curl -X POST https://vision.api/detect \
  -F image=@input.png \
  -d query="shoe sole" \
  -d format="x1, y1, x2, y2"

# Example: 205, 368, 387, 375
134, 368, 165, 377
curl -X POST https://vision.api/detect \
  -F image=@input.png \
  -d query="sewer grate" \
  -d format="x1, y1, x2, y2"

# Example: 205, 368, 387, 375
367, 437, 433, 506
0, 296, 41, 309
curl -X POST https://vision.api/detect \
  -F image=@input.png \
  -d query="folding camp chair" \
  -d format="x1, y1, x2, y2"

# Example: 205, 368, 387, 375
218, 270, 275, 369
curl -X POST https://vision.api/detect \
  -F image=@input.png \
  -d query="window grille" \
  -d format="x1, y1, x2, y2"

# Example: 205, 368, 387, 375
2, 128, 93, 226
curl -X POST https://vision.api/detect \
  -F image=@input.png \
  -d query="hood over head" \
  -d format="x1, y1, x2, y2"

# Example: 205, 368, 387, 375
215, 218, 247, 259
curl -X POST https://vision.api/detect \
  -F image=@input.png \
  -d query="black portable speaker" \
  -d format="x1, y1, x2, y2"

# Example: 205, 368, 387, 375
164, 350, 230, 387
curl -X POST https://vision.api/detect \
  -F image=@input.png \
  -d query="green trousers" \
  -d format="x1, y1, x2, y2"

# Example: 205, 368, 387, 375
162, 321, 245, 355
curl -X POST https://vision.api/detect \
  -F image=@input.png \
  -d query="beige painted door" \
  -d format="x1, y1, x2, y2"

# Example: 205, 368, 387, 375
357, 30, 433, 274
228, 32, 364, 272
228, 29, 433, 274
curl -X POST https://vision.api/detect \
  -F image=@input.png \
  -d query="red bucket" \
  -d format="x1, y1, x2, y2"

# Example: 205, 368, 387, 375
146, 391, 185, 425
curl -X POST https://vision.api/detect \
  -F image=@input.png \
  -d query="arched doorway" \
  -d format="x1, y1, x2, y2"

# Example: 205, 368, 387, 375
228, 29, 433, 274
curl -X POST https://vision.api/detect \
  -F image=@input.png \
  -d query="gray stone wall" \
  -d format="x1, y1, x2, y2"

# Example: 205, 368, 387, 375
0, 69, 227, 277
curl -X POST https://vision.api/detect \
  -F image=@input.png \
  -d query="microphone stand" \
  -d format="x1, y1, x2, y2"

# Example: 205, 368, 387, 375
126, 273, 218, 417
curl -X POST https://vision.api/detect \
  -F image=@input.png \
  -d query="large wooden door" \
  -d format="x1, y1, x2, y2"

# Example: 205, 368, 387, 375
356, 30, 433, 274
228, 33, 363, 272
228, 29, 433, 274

---

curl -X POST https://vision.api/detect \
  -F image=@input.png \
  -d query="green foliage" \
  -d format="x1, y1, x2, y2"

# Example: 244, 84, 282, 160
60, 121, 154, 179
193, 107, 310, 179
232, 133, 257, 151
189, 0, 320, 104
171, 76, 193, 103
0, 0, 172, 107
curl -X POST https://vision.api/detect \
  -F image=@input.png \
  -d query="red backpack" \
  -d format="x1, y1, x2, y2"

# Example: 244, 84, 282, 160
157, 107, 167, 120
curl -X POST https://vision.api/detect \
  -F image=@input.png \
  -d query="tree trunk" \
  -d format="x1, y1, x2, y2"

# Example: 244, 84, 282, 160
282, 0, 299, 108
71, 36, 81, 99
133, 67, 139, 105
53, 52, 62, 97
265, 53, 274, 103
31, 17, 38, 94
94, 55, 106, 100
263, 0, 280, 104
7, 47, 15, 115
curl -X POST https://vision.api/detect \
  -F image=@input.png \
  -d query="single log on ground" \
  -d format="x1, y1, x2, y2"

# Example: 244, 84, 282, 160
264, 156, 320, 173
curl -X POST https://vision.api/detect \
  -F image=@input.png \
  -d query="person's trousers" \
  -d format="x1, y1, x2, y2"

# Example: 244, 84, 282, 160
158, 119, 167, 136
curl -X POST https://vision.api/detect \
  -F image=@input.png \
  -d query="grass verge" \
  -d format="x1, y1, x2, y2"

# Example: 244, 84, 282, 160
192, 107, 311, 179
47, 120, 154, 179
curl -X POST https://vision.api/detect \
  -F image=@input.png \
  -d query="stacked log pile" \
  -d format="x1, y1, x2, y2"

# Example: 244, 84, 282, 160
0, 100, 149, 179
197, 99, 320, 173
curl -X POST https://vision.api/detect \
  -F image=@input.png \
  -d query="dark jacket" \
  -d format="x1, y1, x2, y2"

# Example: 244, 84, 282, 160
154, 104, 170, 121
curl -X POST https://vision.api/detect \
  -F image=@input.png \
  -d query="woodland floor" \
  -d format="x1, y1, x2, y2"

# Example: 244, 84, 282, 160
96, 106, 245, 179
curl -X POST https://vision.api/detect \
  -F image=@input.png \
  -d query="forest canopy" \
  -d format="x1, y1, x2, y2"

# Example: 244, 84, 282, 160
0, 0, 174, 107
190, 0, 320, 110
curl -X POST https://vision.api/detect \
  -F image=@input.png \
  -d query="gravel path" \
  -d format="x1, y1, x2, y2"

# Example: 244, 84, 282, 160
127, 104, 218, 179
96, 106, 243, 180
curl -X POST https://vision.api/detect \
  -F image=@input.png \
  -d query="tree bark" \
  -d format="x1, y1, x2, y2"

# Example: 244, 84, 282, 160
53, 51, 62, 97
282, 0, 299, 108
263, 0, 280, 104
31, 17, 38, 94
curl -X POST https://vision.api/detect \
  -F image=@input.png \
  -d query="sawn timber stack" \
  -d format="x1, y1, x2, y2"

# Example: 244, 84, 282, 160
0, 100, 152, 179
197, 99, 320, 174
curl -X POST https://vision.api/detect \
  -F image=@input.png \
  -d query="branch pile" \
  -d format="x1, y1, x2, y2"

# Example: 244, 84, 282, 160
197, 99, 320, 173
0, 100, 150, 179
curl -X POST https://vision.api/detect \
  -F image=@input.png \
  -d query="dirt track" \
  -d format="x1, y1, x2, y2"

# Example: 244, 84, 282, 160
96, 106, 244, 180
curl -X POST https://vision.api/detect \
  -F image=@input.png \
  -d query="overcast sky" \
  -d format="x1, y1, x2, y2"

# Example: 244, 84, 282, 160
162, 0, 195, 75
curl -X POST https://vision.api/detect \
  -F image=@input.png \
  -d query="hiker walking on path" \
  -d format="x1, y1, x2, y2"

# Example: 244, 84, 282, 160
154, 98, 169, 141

[Task description]
Count the lines in the rows above that contain the string "trousers", with case counting, and reply with only that number.

[Final result]
2